• **Data to use**
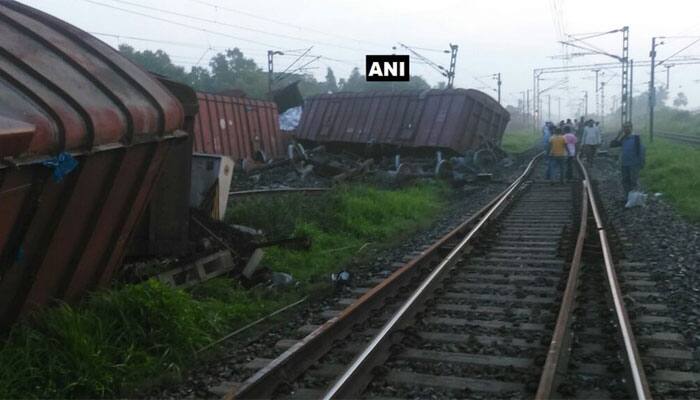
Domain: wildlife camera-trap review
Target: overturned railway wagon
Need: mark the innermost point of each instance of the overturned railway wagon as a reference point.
(238, 127)
(454, 119)
(84, 134)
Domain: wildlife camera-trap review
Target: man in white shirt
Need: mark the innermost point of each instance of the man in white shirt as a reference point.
(591, 140)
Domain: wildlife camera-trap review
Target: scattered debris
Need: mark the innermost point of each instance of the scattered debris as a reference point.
(341, 278)
(253, 263)
(308, 190)
(200, 271)
(280, 279)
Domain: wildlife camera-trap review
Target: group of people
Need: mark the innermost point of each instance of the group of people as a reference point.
(561, 141)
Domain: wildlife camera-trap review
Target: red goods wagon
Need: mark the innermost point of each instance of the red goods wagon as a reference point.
(452, 119)
(83, 138)
(238, 127)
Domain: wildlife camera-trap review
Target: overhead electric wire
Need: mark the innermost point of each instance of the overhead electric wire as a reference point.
(182, 24)
(249, 14)
(212, 21)
(296, 60)
(676, 53)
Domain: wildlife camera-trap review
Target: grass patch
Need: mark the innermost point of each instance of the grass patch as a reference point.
(339, 223)
(520, 141)
(674, 170)
(121, 340)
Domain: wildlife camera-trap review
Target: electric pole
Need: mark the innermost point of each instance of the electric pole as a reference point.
(499, 87)
(453, 64)
(602, 105)
(527, 102)
(624, 96)
(652, 89)
(559, 108)
(597, 104)
(668, 74)
(270, 69)
(629, 118)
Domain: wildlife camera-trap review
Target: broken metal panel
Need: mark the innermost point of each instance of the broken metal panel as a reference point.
(456, 119)
(105, 125)
(78, 91)
(237, 127)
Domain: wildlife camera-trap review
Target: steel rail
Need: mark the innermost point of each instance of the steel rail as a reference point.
(678, 137)
(559, 347)
(632, 358)
(293, 362)
(351, 383)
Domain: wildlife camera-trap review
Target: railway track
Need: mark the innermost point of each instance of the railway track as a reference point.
(680, 138)
(521, 300)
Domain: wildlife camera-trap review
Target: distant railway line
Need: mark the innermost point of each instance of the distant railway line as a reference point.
(693, 140)
(496, 308)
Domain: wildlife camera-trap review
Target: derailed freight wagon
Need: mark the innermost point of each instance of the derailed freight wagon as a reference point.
(451, 120)
(238, 127)
(84, 135)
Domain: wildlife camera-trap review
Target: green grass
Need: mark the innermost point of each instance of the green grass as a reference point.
(520, 141)
(120, 341)
(674, 170)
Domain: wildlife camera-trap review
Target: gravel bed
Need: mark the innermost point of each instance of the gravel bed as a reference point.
(228, 366)
(658, 236)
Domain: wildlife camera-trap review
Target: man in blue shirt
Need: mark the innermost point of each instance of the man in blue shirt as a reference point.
(631, 157)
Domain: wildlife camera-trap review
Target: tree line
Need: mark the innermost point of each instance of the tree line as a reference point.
(233, 70)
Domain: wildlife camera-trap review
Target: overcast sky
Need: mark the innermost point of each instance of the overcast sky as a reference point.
(507, 36)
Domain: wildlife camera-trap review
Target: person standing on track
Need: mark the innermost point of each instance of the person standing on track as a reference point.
(590, 141)
(632, 157)
(557, 154)
(570, 140)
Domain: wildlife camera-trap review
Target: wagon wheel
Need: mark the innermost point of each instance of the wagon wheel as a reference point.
(297, 155)
(443, 170)
(484, 158)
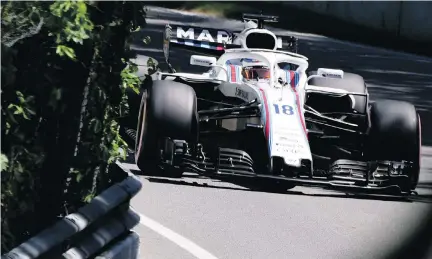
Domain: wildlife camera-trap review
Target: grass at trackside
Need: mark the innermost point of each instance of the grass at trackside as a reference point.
(296, 19)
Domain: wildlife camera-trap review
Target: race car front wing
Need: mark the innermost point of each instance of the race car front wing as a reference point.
(374, 177)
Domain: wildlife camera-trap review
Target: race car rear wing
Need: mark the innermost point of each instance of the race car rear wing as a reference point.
(260, 18)
(212, 42)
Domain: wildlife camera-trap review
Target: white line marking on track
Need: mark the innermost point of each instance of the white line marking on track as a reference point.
(179, 240)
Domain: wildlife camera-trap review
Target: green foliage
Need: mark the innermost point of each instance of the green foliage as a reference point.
(65, 70)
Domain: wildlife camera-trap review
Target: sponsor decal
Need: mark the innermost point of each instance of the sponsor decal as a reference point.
(166, 41)
(287, 150)
(204, 35)
(213, 72)
(283, 109)
(204, 62)
(331, 75)
(241, 93)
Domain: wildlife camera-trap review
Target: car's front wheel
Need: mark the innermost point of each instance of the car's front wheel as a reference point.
(395, 135)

• **Work to do**
Will you set down the records word for word while leaving out every picture?

• **Task output**
Domain: wildlife camera-trap review
Target: overturned railway wagon
Need: mark the innermost point of each instance of the overturned railway wagon as a reference point.
(238, 127)
(454, 119)
(84, 134)
Domain: wildlife camera-trap review
Target: man in white shirt
Need: mark the innermost point of each instance of the man in white shirt as a reference point.
(591, 140)
Domain: wildlife camera-trap review
Target: scattered debris
Need: mark the innermost point of each instance of the scattered debris as a reference point.
(341, 278)
(253, 263)
(308, 190)
(200, 271)
(280, 279)
Domain: wildlife camera-trap review
Target: group of people
Need: mark the innermost point of each instance of the group of people as a reference point.
(561, 141)
Domain: wildlife camera-trap review
Target: red goods wagon
Need: mark the innermost point of each instance of the red goods wagon as a reference point.
(452, 119)
(83, 138)
(238, 127)
Domain: wildlife camera-trap review
Target: overhead electric wire
Need: mark the innermost point of each instance of the overhead electric wire as a reference point.
(182, 24)
(249, 14)
(212, 21)
(296, 60)
(676, 53)
Domain: wildlife camera-trap review
Target: grass patch
Need: mark the innermost point of each instance of the grass patch as a reference point.
(339, 223)
(520, 141)
(674, 170)
(121, 340)
Domain: wildlife camera-trap review
Target: electric pole
Need: mark the innermost point of each instance of the electric pole as a reference point.
(499, 87)
(453, 64)
(602, 105)
(527, 102)
(624, 96)
(652, 89)
(559, 108)
(597, 104)
(668, 74)
(270, 69)
(629, 118)
Domain: wildlife camera-trap review
Target: broken metal panel
Need: mark the innermost point of each instance of the broken metal panel as a reference point.
(456, 119)
(105, 125)
(78, 91)
(237, 127)
Domain: wildlife camera-trap review
Target: steel rail
Need: mark the innermost point of each instance of the steel rail as a reference point.
(678, 137)
(559, 347)
(632, 358)
(293, 362)
(351, 383)
Domain: wildlife camera-trap review
Target: railway track
Need: mark the innermost point of each instance of the railway track as a reference point.
(680, 138)
(521, 300)
Domain: wildlife camera-trap review
Target: distant railway line
Need: mark the innermost point of each instance of the distant railway line as a reference point.
(693, 140)
(496, 308)
Domain: wildlife camera-trap review
Target: derailed freight wagon
Need: mark the innermost point of each instance of the derailed freight wagon as a reference point.
(451, 120)
(238, 127)
(84, 135)
Domain: wildlife camera-trap review
Target: green grass
Need: mark the innermost point of each instance of the green grass as a reference point.
(520, 141)
(120, 341)
(674, 170)
Domain: wildlife camera-trap review
Target: gravel bed
Need: mark the innermost point of each instance of the gravel bed as a reference point.
(228, 366)
(658, 236)
Domain: wildlife camera-trap review
Target: man in blue shirt
Need: mark the innermost point of each instance of the man in blue shirt as a reference point.
(631, 157)
Domain: wildlife camera-trap review
Target: tree line
Need: mark the innermost point of each instance of the tree line as a reference point.
(233, 70)
Domain: wildlife camera-trap review
Target: overcast sky
Need: mark the innermost point of each instance of the overcast sky as a reference point.
(507, 36)
Domain: wildlife camera-trap review
Target: person standing on track
Need: mark the innermost point of each instance of the person standing on track as a reference point.
(590, 141)
(632, 157)
(557, 154)
(570, 140)
Domain: wildlife camera-trap review
Target: wagon wheel
Need: mark the innermost point of each instance of the wagon wheel as a reference point.
(297, 155)
(443, 170)
(484, 158)
Domain: wildlife camera-trap review
Target: grass at trackside
Need: mark the innermost point of each instance of the grass at trackside as a reference point.
(296, 19)
Domain: wildlife camera-trap review
Target: race car front wing
Need: mark the innermost point of each instance of the race car front wing as a reference point.
(374, 177)
Domain: wildlife camera-trap review
Target: race car rear wing
Need: mark the innermost point of each instance of the race car rear wing as a reference point.
(260, 18)
(212, 42)
Domain: wildlife camera-trap review
Target: white line marking on track
Need: mark the innermost point of each instance of the white line marking on track as a reference point.
(179, 240)
Domain: wildlife camera-trap review
Target: green foliage
Need: mark the innermost point of each instance of the green foliage as a reference point.
(65, 70)
Domain: wildlife camera-trap review
Target: sponsor decal
Need: mark the innermost point of each instance of the sponsor decal as a reference point.
(166, 41)
(287, 150)
(204, 35)
(213, 72)
(283, 109)
(204, 62)
(331, 75)
(241, 93)
Domain: wildlife camera-trap review
Target: car's front wheel
Need: mark the innermost point of each instance of the car's front wheel as a reference point.
(395, 135)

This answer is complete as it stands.